Фрагмент документа
****

Следовательно, не может быть никаких основополагающих пропозиций.
Некоторые
кандидаты на роль базовых полаганий перестают быть таковыми при более близком
рассмотрении. Прежде всего это относится к перцептуальным утверждениям,
являющимся, согласно эмпиризму, основным источником нашего познания внешнего
мира. Причина для полагания, что передо мной находится дерево, состоит в том,
что я вижу это дерево перед собой. Но последняя пропозиция не может быть
базовой, потому что здесь может потребоваться дальнейшее обоснование того,
почему я считаю, что вижу именно дерево (а не, скажем, оптическую иллюзию,
галлюцинацию и т.п.).
Поэтому
некоторые фундаменталисты — например, Дж. Мур и А. Айер — сузили класс базовых пропозиций до
полаганий ощущений (так называемые пропозиции чувственных данных — sense - data
propositions ): вместо "Я вижу дерево" — "Как мне кажется, я
вижу зеленый и коричневый высокий предмет". Но представление чувственных
данных также не беспроблемно. Основных возражений здесь также два.
В
качестве основных убеждений пропозиции чувственных данных слишком бедны, чтобы
обеспечить достаточное основание для множества вещей, которые мы можем знать и
фактически знаем. Например, каким образом мое знание о том, что предметы
существуют и тогда, когда я не вижу их и не воспринимаю эмпирически другими
способами, может быть прослежено до специфических чувственных данных?
Наше
знание того способа, которым мы можем характеризовать наши ощущения (частные
ощущения, доступные только индивидууму, имеющему их) зависит от нашего
социального, интерсубъективного знания, во всяком случае нередуцируемого к
пропозициям чувственных данных (см. § 1.1).
Фундаменталистский
ответ на эти возражения состоит в смягчении требований как
к
тому, какие пропозиции могут быть признаны базовыми, так и
к
тому, что может являться приемлемым образцом вывода от основополагающих
пропозиций к не-основополагающим.
Последнее
представляет собой так называемый вывод к лучшему объяснению[86 (см. подробнее
ниже в § 12.2), согласно которому тот факт, что теория объясняет некоторые
явления — это часть очевидности, побуждающей нас принять эту теорию. И это
означает, что отношение объяснения видно прежде, чем мы полагаем, что теория
истинна.

****

Записанные данные
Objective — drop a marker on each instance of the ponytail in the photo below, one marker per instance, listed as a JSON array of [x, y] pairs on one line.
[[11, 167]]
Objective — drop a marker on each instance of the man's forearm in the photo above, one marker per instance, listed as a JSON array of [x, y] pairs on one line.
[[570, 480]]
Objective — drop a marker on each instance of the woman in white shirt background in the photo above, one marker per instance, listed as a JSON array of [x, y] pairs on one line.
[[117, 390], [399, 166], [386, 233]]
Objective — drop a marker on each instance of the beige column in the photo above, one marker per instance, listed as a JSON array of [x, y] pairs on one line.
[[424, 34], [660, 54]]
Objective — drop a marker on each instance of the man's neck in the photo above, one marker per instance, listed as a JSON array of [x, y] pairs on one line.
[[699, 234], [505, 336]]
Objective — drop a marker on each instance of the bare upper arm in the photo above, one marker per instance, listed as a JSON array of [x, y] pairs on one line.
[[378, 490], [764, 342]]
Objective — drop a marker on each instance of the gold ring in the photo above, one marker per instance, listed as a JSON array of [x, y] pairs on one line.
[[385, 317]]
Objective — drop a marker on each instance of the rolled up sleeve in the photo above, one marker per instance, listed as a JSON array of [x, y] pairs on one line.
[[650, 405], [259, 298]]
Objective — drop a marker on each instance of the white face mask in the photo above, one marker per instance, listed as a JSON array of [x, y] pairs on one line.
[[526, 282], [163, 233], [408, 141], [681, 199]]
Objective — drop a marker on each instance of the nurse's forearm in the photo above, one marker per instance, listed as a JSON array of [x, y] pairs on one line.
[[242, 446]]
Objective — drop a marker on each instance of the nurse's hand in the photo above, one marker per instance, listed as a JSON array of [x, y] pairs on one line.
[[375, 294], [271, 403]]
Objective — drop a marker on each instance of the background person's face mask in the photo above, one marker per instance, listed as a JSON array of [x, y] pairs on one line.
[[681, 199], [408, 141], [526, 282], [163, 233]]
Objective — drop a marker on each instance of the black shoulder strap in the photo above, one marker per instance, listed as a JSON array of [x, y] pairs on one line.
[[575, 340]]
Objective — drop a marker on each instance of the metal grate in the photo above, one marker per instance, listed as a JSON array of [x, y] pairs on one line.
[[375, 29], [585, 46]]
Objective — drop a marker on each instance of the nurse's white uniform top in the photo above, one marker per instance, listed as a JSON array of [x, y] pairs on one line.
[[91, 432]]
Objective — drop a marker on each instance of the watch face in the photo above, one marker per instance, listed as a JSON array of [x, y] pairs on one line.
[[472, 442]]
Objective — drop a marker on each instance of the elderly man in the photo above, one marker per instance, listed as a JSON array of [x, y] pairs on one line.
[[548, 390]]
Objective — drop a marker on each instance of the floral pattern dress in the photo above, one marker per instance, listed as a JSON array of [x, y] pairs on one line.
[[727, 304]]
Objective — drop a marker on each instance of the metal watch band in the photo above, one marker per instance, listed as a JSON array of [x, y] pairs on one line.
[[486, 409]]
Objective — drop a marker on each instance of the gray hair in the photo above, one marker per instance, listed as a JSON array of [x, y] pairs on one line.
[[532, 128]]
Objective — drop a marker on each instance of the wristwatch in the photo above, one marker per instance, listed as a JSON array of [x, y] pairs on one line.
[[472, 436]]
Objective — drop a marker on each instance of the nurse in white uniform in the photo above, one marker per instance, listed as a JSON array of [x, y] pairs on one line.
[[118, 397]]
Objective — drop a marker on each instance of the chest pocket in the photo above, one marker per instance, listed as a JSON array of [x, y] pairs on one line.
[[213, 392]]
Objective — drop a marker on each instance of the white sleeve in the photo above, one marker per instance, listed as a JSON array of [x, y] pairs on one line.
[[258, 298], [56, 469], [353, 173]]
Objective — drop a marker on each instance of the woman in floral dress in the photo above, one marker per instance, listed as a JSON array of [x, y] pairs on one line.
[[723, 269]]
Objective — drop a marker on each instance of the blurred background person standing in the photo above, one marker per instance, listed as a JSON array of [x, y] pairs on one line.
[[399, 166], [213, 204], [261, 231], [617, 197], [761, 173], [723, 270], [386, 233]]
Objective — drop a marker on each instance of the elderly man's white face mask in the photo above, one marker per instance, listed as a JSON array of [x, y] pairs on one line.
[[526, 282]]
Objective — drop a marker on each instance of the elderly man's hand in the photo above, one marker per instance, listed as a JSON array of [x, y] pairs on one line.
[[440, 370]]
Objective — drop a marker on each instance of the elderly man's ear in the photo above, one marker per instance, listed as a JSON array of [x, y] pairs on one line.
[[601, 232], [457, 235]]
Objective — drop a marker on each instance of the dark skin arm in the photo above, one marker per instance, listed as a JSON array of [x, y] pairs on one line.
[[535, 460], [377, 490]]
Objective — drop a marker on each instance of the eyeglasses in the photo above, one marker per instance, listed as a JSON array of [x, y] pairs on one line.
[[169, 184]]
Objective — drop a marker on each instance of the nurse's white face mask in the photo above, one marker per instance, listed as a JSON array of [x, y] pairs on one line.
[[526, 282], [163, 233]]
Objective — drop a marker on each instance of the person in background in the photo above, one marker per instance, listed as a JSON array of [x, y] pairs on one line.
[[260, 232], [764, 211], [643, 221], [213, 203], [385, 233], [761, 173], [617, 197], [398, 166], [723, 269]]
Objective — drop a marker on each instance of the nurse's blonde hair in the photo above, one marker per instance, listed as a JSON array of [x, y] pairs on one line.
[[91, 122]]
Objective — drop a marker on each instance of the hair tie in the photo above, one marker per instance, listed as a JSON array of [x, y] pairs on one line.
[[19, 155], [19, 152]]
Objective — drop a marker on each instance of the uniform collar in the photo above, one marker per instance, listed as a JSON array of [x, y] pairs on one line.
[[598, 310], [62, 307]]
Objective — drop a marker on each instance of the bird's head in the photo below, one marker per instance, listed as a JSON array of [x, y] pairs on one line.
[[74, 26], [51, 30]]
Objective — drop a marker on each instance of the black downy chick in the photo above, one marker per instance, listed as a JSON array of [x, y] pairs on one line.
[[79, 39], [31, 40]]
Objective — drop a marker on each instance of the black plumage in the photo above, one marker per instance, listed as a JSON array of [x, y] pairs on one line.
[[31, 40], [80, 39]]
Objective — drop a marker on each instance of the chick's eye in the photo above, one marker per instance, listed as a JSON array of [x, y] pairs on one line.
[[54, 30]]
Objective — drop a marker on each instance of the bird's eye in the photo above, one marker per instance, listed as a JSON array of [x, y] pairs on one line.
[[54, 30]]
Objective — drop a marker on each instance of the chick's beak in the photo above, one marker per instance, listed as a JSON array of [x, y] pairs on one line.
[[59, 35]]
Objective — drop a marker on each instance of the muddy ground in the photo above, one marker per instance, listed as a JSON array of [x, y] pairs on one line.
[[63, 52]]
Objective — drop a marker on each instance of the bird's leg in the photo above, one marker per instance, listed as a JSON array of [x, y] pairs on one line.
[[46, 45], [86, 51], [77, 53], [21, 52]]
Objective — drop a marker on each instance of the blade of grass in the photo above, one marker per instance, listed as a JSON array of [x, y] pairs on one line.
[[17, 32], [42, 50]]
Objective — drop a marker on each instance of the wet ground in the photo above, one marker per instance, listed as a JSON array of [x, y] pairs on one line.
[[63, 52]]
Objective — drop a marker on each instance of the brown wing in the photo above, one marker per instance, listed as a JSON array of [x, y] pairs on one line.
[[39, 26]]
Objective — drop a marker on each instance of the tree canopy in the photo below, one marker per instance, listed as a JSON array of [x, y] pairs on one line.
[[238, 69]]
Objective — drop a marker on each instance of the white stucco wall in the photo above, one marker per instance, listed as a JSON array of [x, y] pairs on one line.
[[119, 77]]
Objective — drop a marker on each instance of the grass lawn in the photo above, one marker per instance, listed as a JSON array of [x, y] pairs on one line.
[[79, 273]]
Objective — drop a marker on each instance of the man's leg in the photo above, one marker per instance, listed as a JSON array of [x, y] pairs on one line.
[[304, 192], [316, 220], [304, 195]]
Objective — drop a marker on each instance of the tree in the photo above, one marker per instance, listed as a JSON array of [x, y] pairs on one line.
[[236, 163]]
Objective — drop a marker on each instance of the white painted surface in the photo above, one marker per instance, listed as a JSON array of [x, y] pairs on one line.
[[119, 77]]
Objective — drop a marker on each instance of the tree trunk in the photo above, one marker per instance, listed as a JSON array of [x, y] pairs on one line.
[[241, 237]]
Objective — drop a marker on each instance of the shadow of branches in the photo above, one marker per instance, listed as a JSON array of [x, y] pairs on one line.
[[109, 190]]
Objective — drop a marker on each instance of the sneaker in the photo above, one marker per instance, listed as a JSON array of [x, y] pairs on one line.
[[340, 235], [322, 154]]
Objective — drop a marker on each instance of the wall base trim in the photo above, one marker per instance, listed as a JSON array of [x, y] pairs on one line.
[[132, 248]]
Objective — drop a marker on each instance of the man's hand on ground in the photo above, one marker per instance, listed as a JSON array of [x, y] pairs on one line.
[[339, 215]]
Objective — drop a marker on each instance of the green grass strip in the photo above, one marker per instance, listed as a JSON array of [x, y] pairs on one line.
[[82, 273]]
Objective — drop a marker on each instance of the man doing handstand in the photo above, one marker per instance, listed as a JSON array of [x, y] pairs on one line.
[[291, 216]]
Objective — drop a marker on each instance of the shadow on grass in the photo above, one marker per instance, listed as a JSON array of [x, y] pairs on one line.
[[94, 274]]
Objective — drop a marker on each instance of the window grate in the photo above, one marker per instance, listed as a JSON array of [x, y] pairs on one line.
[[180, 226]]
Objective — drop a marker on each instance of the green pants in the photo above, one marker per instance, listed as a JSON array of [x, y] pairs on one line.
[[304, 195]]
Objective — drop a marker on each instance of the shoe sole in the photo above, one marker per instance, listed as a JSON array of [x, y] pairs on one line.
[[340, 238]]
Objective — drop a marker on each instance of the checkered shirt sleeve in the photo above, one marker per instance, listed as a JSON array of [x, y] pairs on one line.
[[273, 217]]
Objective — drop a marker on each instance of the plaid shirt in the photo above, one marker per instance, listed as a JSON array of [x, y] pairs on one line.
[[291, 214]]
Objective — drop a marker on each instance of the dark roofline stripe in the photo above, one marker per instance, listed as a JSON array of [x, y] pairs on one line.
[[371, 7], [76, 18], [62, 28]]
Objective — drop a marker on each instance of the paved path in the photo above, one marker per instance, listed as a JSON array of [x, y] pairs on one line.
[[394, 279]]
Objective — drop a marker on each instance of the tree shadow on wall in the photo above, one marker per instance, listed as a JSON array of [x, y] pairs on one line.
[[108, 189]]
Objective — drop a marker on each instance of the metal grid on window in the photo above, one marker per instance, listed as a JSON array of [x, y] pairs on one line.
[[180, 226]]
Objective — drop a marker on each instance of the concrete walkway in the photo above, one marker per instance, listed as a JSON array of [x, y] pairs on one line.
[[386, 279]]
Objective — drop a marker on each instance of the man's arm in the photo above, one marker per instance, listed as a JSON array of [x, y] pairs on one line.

****

Задания
(1) Перепишите без изменений часть фрагмента о фундаментализме: начните со слов «Следовательно, не может» и остановитесь после слов «галлюцинацию и т.п.).».
(2) Какие признаки предмета названы во фрагменте о фундаментализме в примере пропозиции чувственных данных? Перечислите их все.
(3) Продолжите фрагмент о фундаментализме, начав сразу после его последнего предложения.

Ответы
(1)
Следовательно, не может быть никаких основополагающих пропозиций.
Некоторые
кандидаты на роль базовых полаганий перестают быть таковыми при более близком
рассмотрении. Прежде всего это относится к перцептуальным утверждениям,
являющимся, согласно эмпиризму, основным источником нашего познания внешнего
мира. Причина для полагания, что передо мной находится дерево, состоит в том,
что я вижу это дерево перед собой. Но последняя пропозиция не может быть
базовой, потому что здесь может потребоваться дальнейшее обоснование того,
почему я считаю, что вижу именно дерево (а не, скажем, оптическую иллюзию,
галлюцинацию и т.п.).

(2) зеленый, коричневый, высокий

(3)
Смягчение
требований к тому, какие пропозиции могут быть признаны базовыми, породило т.н.
контекстуалистские теории обоснования[87] , которые предполагают, что
пропозиция является базовой в том случае, если она принята в качестве таковой
релевантным сообществом предполагаемых субъектов познания. Например, в
разговоре с другом я могу считать, что моя причина для полагания о
существовании второй луны Юпитера состоит в том, что я читал об этом в журнале "Вокруг
света" — и напротив, на астрономической конференции такая причина не была
бы принята. Следовательно, подобное требование о том, что может считаться
базовой причиной, является контекстно-зависимым, и мы снова видим здесь сильную
уступку когерентизму, а также молекуляризму.
Фундаменталистский
контраргумент здесь будет состоять в следующем. Контекстуализм, возможно,
предоставляет точное описание некоторых аспектов наших эпистемических методов,
но не снимает фундаментального пирронианского вопроса: что отличает базовую
пропозицию от той, которая просто предлагается и принята сообществом
предполагаемых субъектов познания? Эпистемологический вопрос, с такой точки
зрения, состоит не в том, какие полагания обычно предлагаются и принимаются без
дальнейшей причины, а в том, какие полагания должны быть предложены и приняты
без дальнейшего обоснования, если таковые вообще имеются. Если бы
контекстуалисты были правы, то мы получали бы знание, присоединяясь к любому
сообществу, чей эпистемологический статус может быть каким угодно. Иными
словами, здесь необходимы дальнейшие ограничения.
Альтернативный
фундаментализму когерентистский подход состоит в следующем. Согласно
когерентной теории обоснования, полагание делает обоснованным его когерентность
с другими полаганиями — где, как и в когерентной теории истины, стандарты того,
что составляет когерентность, принадлежат непосредственно самой теории.
Когерентисты отрицают, что существуют базовые причины и утверждают, что все
полагания получают свое обоснование, по крайней мере частично, от других
полаганий. В основе такого подхода — предположение о том, что наши полагания
взаимно поддерживают друг друга, образуя структуру, подобную сети (" web
of belief " Куайна).
Очевидная
проблема для когерентной теории состоит в том, чтобы разъяснить собственно само
центральное понятие — отношение когерентности. Интуитивно ясно, что
когерентность — это вопрос того, как полагания сочетаются друг с другом или
соответствуют друг другу в системе полаганий, составляя организованное и структурированное
целое; и ясно, что это сочетание или соответствие зависит от множества
логических, инференциальных и объяснительных отношений между компонентами
системы. Но разъяснение деталей этой идеи, особенно таким способом, который
позволил бы непроблематичные оценки степеней сравнения когерентности,
оказывается затруднено из-за ее очевидной зависимости от также непроясненных
понятий — таких, как индукция, подтверждение, вероятность и объяснение.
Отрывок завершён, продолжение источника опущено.